WHAT THE TASK ASKS
The records should be repeated word for word, pictures excluded.

** Begin PROVIDED INFORMATION **

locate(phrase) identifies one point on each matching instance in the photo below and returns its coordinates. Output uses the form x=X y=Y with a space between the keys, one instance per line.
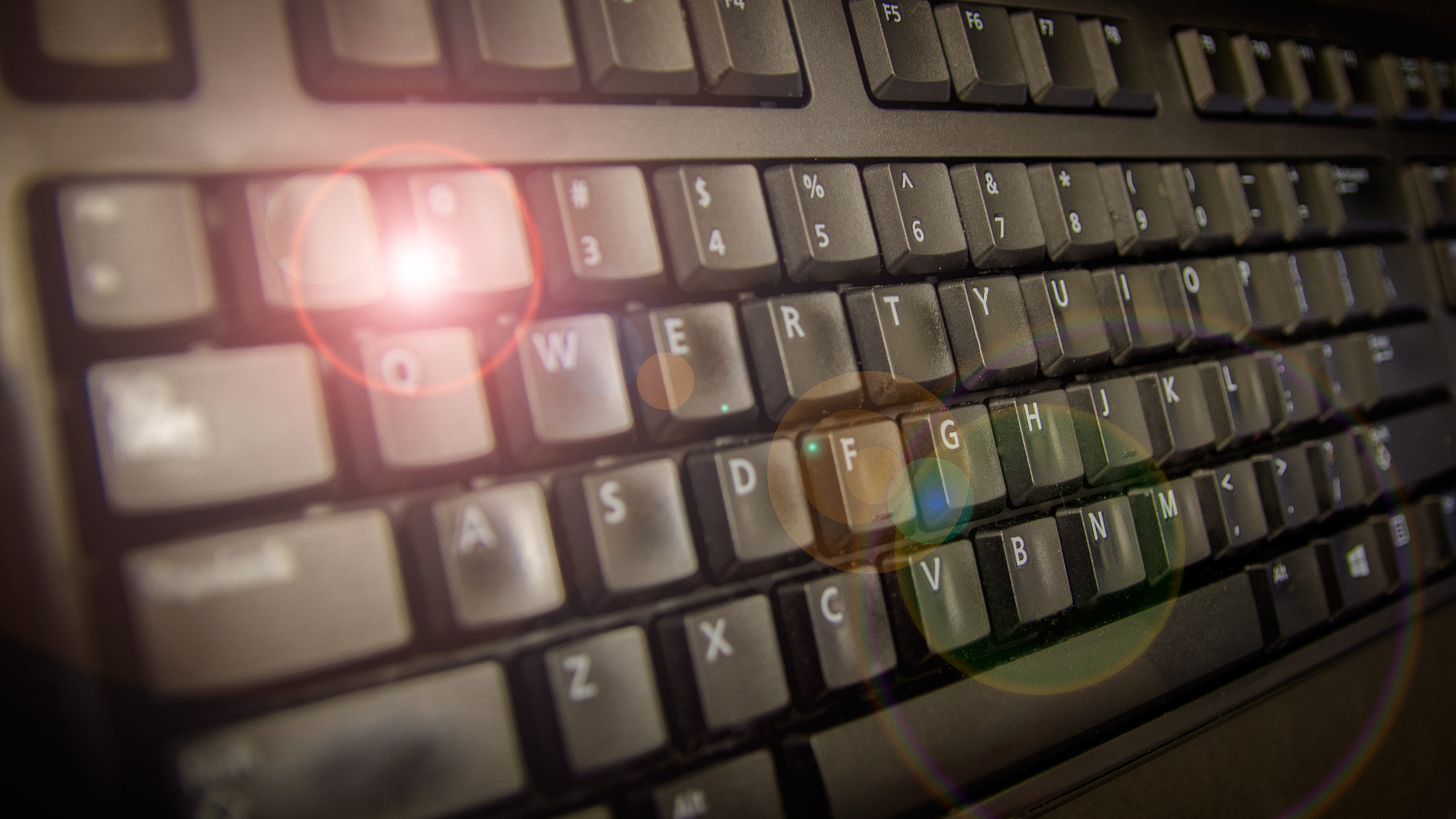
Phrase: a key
x=915 y=218
x=750 y=502
x=250 y=589
x=562 y=390
x=991 y=337
x=838 y=633
x=1037 y=445
x=498 y=46
x=693 y=381
x=901 y=343
x=638 y=48
x=717 y=224
x=1066 y=321
x=498 y=556
x=424 y=747
x=1075 y=218
x=724 y=667
x=823 y=224
x=900 y=48
x=746 y=50
x=999 y=213
x=136 y=254
x=596 y=231
x=209 y=428
x=1113 y=432
x=628 y=532
x=1100 y=544
x=369 y=48
x=1059 y=73
x=801 y=354
x=1024 y=574
x=982 y=55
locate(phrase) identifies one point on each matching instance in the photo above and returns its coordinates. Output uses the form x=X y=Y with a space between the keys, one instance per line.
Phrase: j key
x=953 y=465
x=1113 y=432
x=209 y=428
x=1138 y=198
x=838 y=633
x=717 y=226
x=746 y=50
x=823 y=222
x=857 y=484
x=136 y=254
x=901 y=50
x=724 y=667
x=597 y=231
x=425 y=747
x=1100 y=543
x=250 y=591
x=901 y=343
x=991 y=337
x=750 y=502
x=372 y=48
x=693 y=381
x=638 y=48
x=628 y=532
x=999 y=213
x=498 y=556
x=1037 y=445
x=982 y=53
x=1290 y=595
x=511 y=47
x=1074 y=212
x=801 y=354
x=564 y=390
x=915 y=218
x=1169 y=528
x=1066 y=321
x=1024 y=574
x=746 y=786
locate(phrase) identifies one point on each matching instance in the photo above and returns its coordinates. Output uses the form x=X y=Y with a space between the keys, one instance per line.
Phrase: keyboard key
x=901 y=343
x=1066 y=321
x=628 y=532
x=900 y=48
x=915 y=218
x=500 y=46
x=717 y=226
x=695 y=379
x=982 y=55
x=746 y=786
x=638 y=48
x=369 y=48
x=1037 y=445
x=219 y=613
x=498 y=556
x=209 y=428
x=136 y=254
x=724 y=667
x=803 y=354
x=999 y=213
x=596 y=229
x=991 y=337
x=1100 y=543
x=838 y=633
x=425 y=747
x=752 y=507
x=823 y=224
x=746 y=50
x=1024 y=574
x=564 y=392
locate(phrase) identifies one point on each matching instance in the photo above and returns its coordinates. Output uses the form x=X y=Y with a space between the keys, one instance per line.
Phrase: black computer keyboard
x=710 y=407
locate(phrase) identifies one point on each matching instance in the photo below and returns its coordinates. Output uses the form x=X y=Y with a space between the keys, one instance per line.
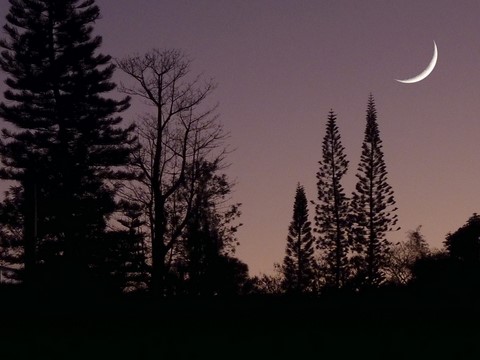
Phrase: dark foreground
x=381 y=325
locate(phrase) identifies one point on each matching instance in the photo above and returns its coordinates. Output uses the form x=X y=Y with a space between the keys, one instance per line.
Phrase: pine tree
x=62 y=140
x=372 y=207
x=331 y=211
x=299 y=264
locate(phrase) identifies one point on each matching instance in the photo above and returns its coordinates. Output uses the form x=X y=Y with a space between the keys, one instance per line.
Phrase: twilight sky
x=282 y=64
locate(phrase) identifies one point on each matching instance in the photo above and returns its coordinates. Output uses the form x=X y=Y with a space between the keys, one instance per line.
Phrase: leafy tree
x=62 y=141
x=298 y=264
x=372 y=206
x=404 y=256
x=208 y=243
x=181 y=132
x=331 y=210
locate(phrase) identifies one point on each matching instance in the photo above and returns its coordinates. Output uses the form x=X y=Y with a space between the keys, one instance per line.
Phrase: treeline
x=95 y=206
x=347 y=251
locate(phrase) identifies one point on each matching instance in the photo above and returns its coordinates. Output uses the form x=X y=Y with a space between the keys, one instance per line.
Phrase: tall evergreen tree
x=299 y=264
x=372 y=207
x=331 y=210
x=62 y=140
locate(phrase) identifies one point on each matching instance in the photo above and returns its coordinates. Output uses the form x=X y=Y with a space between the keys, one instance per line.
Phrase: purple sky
x=281 y=65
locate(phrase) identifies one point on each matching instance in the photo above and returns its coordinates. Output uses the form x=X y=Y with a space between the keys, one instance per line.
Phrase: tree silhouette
x=404 y=256
x=331 y=210
x=207 y=245
x=182 y=131
x=372 y=205
x=464 y=244
x=298 y=264
x=63 y=140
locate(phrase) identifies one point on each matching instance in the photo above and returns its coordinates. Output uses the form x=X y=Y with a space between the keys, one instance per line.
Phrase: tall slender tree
x=62 y=139
x=299 y=264
x=373 y=207
x=331 y=210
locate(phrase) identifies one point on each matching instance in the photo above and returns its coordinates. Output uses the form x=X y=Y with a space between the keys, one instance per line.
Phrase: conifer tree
x=299 y=264
x=373 y=207
x=62 y=139
x=331 y=210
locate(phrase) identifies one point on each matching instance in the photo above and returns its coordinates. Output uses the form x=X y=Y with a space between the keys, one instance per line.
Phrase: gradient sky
x=282 y=64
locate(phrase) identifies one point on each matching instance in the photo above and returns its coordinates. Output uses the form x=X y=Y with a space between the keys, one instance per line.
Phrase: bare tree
x=180 y=131
x=404 y=255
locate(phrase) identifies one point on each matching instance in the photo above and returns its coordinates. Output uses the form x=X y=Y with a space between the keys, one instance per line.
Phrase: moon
x=425 y=72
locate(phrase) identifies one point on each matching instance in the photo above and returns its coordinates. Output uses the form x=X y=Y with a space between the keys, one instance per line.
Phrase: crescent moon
x=425 y=72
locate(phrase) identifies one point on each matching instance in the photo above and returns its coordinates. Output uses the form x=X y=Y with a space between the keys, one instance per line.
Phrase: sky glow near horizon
x=281 y=65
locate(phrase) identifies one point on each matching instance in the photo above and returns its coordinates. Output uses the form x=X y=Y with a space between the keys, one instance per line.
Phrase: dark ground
x=390 y=324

** End PROVIDED INFORMATION **

SOLVED EXERCISE
locate(phrase) identifies one point on each matching instance in the photo below and returns its coordinates. Output uses the form x=X y=Y with a space between the keys, one instance per line.
Phrase: a key
x=915 y=218
x=750 y=502
x=250 y=589
x=562 y=390
x=991 y=337
x=838 y=633
x=1037 y=445
x=498 y=46
x=693 y=381
x=901 y=343
x=638 y=48
x=717 y=224
x=1066 y=321
x=498 y=556
x=424 y=747
x=1075 y=218
x=724 y=667
x=823 y=224
x=900 y=48
x=746 y=50
x=999 y=213
x=136 y=254
x=596 y=231
x=209 y=428
x=1113 y=432
x=628 y=532
x=1100 y=544
x=369 y=48
x=1059 y=73
x=801 y=354
x=1024 y=574
x=982 y=55
locate(phrase) identifies one point on each matching instance in the photo above and returns its coordinates. Output uses the form x=X y=Y with a space between the keys, one instance per line.
Phrase: j key
x=953 y=465
x=1113 y=432
x=209 y=428
x=1138 y=198
x=838 y=633
x=717 y=226
x=746 y=50
x=823 y=222
x=857 y=484
x=136 y=254
x=901 y=50
x=724 y=667
x=597 y=231
x=425 y=747
x=1100 y=543
x=250 y=591
x=901 y=343
x=991 y=337
x=750 y=502
x=372 y=48
x=693 y=381
x=638 y=48
x=628 y=532
x=999 y=213
x=498 y=556
x=1037 y=445
x=982 y=53
x=1290 y=595
x=511 y=47
x=1074 y=212
x=801 y=354
x=564 y=390
x=915 y=218
x=1169 y=528
x=1066 y=321
x=1024 y=574
x=746 y=786
locate(phrase) identifies one point on each matching instance in the photo above and returns its coordinates. Output uses the form x=X y=Y with a space between the keys, one instance per line.
Phrase: keyboard key
x=901 y=343
x=1066 y=321
x=628 y=532
x=900 y=48
x=915 y=218
x=500 y=46
x=717 y=226
x=695 y=379
x=982 y=55
x=746 y=786
x=638 y=48
x=369 y=48
x=1037 y=445
x=219 y=613
x=498 y=556
x=209 y=428
x=136 y=254
x=724 y=667
x=803 y=354
x=999 y=213
x=596 y=229
x=991 y=337
x=1100 y=543
x=838 y=633
x=425 y=747
x=752 y=507
x=823 y=224
x=746 y=50
x=1024 y=574
x=564 y=392
locate(phrase) identifies one point on each matching instance in the photo above and returns its coordinates. Output uses the form x=X y=Y with a space between the keys, one instance per line.
Phrase: black computer keyboard
x=710 y=407
locate(phrase) identifies one point on each matching instance in the photo below and returns its coordinates. Output uses the form x=X y=Y with a space between the keys, one instance per line.
Phrase: dark foreground
x=381 y=325
locate(phrase) identifies one point on each matching instance in the photo above and returns its coordinates. Output uses the form x=X y=Y with a space between the keys, one instance per line.
Phrase: pine tree
x=62 y=140
x=372 y=207
x=331 y=211
x=299 y=264
locate(phrase) identifies one point on each matching instance in the photo above and returns its coordinates. Output uses the form x=X y=Y with a space between the keys, one instance per line.
Phrase: twilight sky
x=282 y=64
locate(phrase) identifies one point on each matching instance in the photo above and returns its coordinates. Output uses the form x=X y=Y with a space between the keys, one instance per line.
Phrase: leafy tree
x=62 y=141
x=298 y=264
x=372 y=206
x=404 y=256
x=208 y=243
x=181 y=132
x=331 y=210
locate(phrase) identifies one point on each matching instance in the photo above and returns its coordinates. Output uses the form x=X y=Y with a space between the keys, one instance per line.
Phrase: treeline
x=95 y=206
x=347 y=251
locate(phrase) identifies one point on each matching instance in the photo above and returns its coordinates. Output uses the form x=X y=Y with a space between the keys, one instance per line.
Phrase: tall evergreen tree
x=299 y=264
x=372 y=207
x=331 y=210
x=62 y=140
locate(phrase) identifies one point on each matching instance in the photo above and returns its coordinates. Output uses the form x=X y=Y with a space between the keys, one instance per line.
Phrase: purple sky
x=281 y=65
locate(phrase) identifies one point on each matching instance in the photo above and returns its coordinates. Output uses the form x=X y=Y with a space between the keys, one instance per line.
Phrase: tree silhouette
x=404 y=256
x=331 y=210
x=207 y=245
x=182 y=131
x=372 y=205
x=464 y=244
x=298 y=264
x=63 y=140
locate(phrase) identifies one point on each matching instance in the photo above and returns its coordinates. Output uses the form x=X y=Y with a space between the keys, one instance per line.
Phrase: tall slender tree
x=62 y=139
x=299 y=264
x=373 y=207
x=331 y=210
locate(phrase) identifies one point on each matching instance in the photo above and returns its coordinates. Output uses the form x=X y=Y with a space between the keys, one instance per line.
Phrase: conifer tree
x=299 y=264
x=373 y=207
x=62 y=139
x=331 y=210
locate(phrase) identifies one point on each matching instance in the photo above and returns its coordinates. Output uses the form x=X y=Y with a space between the keys, one instance per line.
Phrase: gradient sky
x=282 y=64
locate(phrase) identifies one point on each matching instance in the photo above and returns its coordinates. Output uses the form x=X y=Y with a space between the keys, one instance per line.
Phrase: bare tree
x=180 y=131
x=404 y=255
locate(phrase) identifies one point on each matching instance in the photo above and returns its coordinates. Output uses the form x=X y=Y with a space between the keys, one instance per line.
Phrase: moon
x=425 y=72
locate(phrase) identifies one point on each matching instance in the photo above and returns its coordinates. Output uses the form x=X y=Y with a space between the keys, one instance per line.
Phrase: crescent moon
x=425 y=72
locate(phrase) identifies one point on each matching instance in the photo above and returns its coordinates. Output uses the form x=X y=Y with a space between the keys, one instance per line.
Phrase: sky glow near horizon
x=281 y=65
locate(phrase) identifies one point on each matching instance in the photo above and returns its coordinates. Output uses the form x=X y=Y with a space between the keys, one instance per line.
Phrase: dark ground
x=390 y=324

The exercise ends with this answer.